= PROMPT =
Pull out every line in the rows below that contains the word "flower", and copy each one unchanged.

*****

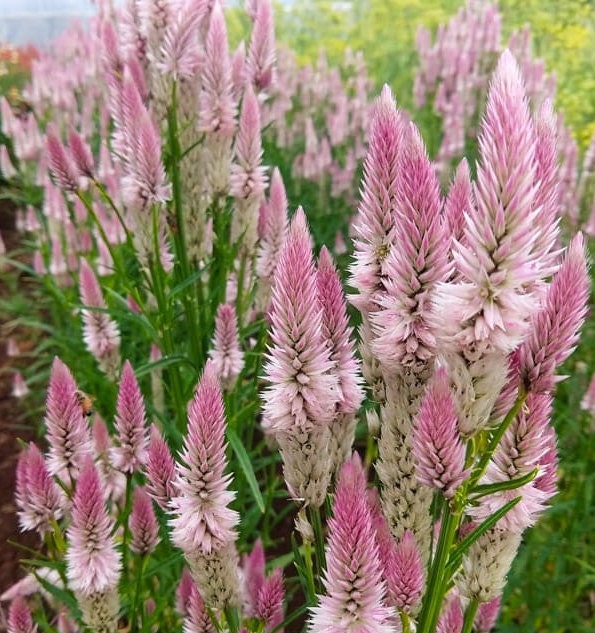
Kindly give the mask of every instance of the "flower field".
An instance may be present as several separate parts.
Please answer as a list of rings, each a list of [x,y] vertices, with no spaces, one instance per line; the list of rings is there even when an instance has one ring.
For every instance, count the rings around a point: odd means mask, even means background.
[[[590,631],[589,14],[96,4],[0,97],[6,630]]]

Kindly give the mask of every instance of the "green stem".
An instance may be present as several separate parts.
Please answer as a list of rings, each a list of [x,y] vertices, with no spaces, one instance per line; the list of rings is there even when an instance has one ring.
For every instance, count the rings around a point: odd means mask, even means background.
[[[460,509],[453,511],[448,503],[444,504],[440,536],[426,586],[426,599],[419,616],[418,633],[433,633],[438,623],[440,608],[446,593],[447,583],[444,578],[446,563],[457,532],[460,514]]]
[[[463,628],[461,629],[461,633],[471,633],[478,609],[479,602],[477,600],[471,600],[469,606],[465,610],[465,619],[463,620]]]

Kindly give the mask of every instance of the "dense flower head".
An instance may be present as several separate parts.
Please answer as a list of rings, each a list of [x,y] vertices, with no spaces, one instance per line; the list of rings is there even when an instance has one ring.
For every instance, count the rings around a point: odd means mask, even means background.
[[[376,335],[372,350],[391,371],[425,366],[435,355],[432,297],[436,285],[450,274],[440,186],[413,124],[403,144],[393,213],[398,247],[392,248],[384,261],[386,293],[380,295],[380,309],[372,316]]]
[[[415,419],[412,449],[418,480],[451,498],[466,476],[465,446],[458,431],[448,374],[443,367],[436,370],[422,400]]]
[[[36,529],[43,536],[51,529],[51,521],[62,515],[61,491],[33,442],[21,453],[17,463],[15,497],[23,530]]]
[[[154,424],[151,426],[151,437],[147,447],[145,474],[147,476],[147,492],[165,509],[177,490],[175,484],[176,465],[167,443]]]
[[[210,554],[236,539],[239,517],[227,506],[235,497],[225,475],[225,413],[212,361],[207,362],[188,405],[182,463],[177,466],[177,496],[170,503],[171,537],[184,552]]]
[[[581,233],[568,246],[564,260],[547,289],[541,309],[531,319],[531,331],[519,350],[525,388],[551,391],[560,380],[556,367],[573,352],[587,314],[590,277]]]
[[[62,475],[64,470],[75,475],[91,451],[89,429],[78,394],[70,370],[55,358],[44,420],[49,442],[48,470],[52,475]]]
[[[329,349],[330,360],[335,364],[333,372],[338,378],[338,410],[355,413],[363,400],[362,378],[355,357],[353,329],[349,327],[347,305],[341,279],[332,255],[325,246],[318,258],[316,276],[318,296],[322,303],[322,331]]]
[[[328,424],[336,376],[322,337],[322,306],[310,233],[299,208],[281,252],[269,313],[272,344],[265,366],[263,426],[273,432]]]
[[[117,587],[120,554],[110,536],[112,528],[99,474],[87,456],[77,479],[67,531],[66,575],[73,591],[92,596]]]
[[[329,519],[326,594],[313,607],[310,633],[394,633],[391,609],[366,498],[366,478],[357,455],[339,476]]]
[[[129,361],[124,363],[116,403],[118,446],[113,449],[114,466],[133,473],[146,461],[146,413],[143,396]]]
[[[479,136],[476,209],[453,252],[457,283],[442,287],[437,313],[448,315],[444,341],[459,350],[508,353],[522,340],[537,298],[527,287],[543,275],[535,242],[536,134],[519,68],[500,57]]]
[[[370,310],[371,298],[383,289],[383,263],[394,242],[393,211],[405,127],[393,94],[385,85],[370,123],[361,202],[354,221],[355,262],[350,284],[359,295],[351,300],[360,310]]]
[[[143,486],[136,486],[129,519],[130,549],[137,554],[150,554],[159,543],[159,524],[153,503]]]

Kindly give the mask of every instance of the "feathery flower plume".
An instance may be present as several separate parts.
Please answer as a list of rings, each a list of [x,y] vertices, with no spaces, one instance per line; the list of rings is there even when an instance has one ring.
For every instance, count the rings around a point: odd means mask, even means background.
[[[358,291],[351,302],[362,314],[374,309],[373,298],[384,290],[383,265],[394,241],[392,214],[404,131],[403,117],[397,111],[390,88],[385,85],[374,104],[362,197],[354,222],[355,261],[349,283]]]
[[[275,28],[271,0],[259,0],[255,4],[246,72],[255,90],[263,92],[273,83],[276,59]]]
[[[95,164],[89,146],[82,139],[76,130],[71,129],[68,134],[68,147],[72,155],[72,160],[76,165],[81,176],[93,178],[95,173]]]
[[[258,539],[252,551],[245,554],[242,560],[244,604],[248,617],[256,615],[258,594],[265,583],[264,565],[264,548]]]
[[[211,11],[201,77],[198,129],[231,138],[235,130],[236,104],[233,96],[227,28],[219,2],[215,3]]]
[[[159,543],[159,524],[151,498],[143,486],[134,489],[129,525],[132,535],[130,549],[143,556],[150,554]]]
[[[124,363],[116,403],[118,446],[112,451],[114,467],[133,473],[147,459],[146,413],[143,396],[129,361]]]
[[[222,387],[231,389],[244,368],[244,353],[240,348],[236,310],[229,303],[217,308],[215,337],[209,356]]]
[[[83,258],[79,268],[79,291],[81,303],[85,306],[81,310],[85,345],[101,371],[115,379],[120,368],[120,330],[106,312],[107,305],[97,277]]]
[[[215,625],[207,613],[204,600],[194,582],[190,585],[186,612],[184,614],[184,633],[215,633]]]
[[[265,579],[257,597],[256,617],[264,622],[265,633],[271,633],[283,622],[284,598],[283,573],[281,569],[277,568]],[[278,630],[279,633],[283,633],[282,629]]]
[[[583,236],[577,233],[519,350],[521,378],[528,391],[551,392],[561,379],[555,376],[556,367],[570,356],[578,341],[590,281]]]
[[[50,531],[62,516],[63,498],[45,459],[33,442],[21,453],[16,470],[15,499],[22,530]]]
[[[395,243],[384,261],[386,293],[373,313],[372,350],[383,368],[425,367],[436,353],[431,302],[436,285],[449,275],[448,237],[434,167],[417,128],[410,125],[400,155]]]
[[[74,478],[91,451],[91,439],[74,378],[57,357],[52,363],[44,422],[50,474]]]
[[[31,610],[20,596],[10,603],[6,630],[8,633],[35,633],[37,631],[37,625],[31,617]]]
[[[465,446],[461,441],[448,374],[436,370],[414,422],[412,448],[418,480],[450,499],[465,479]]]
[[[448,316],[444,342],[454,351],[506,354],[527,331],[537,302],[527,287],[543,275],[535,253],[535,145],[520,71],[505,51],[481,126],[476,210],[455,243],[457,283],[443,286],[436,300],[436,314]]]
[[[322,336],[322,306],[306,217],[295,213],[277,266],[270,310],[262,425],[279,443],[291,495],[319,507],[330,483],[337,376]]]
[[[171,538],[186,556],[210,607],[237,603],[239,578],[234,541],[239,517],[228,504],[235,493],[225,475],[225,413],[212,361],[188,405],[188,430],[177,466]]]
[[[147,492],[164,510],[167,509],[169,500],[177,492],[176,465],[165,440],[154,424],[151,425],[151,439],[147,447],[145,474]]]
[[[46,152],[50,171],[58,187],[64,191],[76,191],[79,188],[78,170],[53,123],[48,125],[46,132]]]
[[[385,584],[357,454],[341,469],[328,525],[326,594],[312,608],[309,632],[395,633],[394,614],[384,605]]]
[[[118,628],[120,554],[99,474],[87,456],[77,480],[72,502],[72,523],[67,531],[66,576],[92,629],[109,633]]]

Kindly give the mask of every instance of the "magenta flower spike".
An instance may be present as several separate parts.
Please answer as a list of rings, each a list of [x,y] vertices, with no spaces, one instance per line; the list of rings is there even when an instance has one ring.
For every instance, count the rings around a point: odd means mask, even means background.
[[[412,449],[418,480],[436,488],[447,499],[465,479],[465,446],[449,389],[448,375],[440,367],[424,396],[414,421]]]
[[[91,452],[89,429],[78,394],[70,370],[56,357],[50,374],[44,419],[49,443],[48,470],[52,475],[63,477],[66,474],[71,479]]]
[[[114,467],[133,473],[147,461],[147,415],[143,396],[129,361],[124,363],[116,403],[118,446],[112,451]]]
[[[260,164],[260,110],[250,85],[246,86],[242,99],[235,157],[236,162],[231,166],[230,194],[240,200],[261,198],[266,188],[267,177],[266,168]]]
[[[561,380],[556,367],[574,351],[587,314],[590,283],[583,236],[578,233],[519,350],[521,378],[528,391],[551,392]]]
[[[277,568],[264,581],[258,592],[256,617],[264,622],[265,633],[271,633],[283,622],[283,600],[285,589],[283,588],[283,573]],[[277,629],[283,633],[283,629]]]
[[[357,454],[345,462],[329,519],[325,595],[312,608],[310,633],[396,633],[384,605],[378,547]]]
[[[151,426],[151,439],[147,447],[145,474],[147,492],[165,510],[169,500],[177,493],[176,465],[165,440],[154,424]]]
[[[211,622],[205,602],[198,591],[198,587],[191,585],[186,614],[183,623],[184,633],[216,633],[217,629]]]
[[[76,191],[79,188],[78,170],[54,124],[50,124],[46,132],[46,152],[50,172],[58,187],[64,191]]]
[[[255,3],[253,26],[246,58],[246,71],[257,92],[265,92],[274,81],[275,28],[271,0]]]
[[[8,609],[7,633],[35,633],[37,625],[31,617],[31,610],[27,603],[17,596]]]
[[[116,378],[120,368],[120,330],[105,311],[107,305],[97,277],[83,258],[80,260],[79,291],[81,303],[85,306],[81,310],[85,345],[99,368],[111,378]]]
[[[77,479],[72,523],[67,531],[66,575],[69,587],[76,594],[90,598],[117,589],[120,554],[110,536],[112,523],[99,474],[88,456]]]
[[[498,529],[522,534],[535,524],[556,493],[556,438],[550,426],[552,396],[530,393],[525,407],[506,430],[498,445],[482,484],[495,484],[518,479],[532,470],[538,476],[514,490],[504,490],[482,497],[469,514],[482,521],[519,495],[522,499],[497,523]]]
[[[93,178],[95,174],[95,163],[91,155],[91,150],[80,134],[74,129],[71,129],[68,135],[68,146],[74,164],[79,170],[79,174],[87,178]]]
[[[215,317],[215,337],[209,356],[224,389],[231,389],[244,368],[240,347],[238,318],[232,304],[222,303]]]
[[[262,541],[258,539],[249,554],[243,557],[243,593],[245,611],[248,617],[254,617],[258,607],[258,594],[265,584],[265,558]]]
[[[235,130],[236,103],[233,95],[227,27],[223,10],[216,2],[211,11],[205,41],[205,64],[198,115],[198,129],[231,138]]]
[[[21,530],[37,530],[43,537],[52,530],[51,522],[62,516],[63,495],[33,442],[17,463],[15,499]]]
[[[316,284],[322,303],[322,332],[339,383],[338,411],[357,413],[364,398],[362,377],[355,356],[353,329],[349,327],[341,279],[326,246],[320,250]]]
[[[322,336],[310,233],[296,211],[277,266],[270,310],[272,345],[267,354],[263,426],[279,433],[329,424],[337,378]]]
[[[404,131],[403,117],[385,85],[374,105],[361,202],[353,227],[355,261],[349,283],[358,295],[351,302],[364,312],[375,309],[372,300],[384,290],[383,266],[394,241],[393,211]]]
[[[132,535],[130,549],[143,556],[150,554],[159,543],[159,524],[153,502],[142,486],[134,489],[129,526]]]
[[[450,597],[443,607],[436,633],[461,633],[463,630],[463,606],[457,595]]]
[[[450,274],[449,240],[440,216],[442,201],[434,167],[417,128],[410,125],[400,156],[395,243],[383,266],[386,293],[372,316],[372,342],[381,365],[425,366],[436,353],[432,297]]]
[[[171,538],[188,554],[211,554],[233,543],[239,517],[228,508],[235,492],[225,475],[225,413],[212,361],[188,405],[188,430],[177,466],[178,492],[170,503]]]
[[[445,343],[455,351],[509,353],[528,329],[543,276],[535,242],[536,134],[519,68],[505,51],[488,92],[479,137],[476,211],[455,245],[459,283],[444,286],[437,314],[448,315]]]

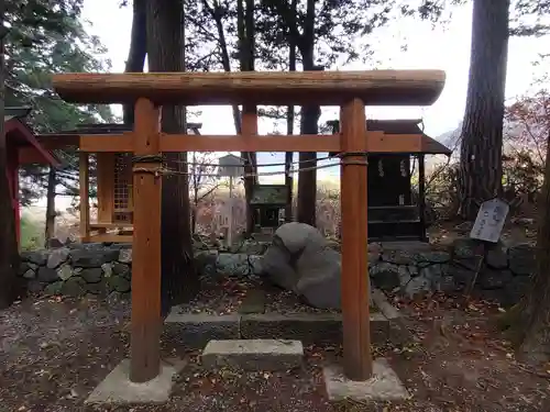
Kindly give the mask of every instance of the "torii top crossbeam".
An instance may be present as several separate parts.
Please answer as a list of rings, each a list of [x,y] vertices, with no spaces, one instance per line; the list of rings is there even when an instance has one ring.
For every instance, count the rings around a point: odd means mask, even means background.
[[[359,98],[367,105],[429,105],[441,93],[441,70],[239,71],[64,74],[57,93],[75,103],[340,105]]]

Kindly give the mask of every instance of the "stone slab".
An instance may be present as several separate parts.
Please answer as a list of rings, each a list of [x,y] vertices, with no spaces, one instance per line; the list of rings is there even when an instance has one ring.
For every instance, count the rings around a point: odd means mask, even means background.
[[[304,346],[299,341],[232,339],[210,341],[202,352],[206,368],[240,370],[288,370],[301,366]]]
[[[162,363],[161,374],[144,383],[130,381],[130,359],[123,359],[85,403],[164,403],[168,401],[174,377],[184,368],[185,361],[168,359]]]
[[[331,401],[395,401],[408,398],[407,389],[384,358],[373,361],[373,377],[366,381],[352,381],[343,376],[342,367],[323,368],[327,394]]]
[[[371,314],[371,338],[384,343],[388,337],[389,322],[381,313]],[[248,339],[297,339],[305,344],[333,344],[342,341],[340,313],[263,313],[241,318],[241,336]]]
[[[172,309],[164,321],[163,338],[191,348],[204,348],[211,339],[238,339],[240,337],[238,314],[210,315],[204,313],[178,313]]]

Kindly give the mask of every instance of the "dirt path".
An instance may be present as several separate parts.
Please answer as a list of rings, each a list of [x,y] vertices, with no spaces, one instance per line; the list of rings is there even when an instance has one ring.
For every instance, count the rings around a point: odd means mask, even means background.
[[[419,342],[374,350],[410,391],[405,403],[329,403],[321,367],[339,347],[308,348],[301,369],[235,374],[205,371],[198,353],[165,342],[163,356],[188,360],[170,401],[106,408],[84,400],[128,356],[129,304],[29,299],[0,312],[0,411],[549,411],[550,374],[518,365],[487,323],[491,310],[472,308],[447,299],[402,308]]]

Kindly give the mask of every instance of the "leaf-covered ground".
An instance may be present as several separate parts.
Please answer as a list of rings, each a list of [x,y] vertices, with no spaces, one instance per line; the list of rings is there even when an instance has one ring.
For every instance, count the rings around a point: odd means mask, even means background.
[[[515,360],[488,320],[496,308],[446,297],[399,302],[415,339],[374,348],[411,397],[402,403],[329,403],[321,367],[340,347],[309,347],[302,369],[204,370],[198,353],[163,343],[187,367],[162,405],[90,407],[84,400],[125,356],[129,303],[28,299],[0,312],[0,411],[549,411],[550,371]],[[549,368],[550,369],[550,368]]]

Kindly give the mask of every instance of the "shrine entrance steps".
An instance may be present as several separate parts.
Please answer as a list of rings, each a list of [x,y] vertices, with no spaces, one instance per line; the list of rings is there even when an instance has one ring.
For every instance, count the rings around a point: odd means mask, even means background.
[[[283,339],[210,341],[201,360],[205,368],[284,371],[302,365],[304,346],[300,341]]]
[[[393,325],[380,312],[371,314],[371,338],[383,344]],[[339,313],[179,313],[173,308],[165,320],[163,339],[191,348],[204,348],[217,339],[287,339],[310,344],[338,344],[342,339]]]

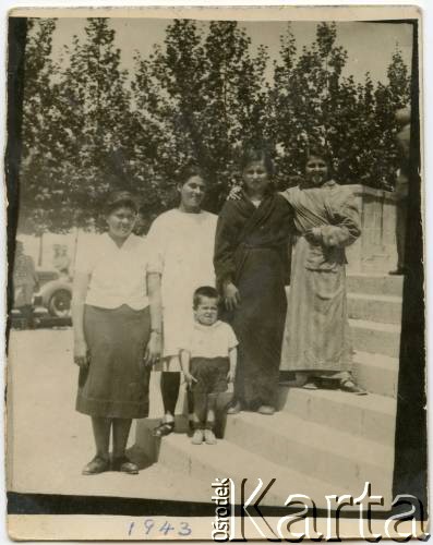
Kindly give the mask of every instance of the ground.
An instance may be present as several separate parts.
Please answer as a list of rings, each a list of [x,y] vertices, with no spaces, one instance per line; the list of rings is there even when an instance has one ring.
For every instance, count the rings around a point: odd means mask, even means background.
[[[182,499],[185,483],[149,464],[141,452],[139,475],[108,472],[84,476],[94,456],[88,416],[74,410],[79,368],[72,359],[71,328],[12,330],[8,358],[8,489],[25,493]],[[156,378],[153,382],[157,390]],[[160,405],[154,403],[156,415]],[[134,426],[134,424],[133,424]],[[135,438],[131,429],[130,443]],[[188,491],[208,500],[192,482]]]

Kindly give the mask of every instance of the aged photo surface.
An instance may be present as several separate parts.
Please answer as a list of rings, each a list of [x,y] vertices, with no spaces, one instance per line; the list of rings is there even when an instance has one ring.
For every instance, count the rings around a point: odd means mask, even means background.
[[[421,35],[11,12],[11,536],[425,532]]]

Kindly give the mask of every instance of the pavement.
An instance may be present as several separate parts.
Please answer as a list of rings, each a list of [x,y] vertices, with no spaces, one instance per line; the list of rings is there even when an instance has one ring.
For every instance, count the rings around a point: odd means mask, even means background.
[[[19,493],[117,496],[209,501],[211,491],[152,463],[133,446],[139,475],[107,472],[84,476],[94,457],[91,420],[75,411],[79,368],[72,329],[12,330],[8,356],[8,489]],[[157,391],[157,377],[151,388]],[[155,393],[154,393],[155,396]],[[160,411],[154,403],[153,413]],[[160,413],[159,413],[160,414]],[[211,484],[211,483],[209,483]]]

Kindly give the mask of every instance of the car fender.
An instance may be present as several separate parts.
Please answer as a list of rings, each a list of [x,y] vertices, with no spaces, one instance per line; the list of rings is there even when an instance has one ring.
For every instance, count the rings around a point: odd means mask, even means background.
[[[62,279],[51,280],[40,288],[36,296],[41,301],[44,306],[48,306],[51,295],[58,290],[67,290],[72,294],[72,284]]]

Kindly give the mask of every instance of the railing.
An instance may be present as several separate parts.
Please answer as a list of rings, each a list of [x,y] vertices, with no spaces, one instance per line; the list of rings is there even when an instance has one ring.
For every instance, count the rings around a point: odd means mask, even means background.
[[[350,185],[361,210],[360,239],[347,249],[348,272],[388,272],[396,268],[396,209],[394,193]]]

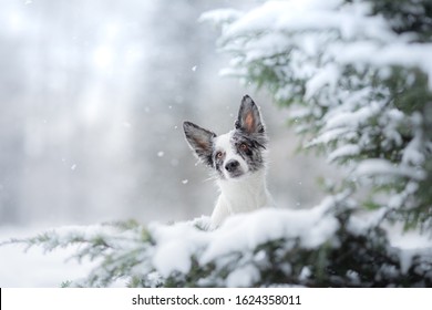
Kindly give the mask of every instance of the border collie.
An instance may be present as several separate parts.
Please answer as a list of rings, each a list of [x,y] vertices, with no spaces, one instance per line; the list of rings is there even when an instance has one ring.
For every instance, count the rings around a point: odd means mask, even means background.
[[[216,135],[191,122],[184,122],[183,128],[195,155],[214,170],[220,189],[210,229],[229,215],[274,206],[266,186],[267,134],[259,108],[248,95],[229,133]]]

*****

= CORRECT ANSWER =
Kindly give the mask of every instance of the "flower field".
Kindly give the mask of every instance of the "dense flower head".
Kindly give the mask of every instance of the "feathery flower plume".
Kindly give the mask of every instance of the "magenta flower spike".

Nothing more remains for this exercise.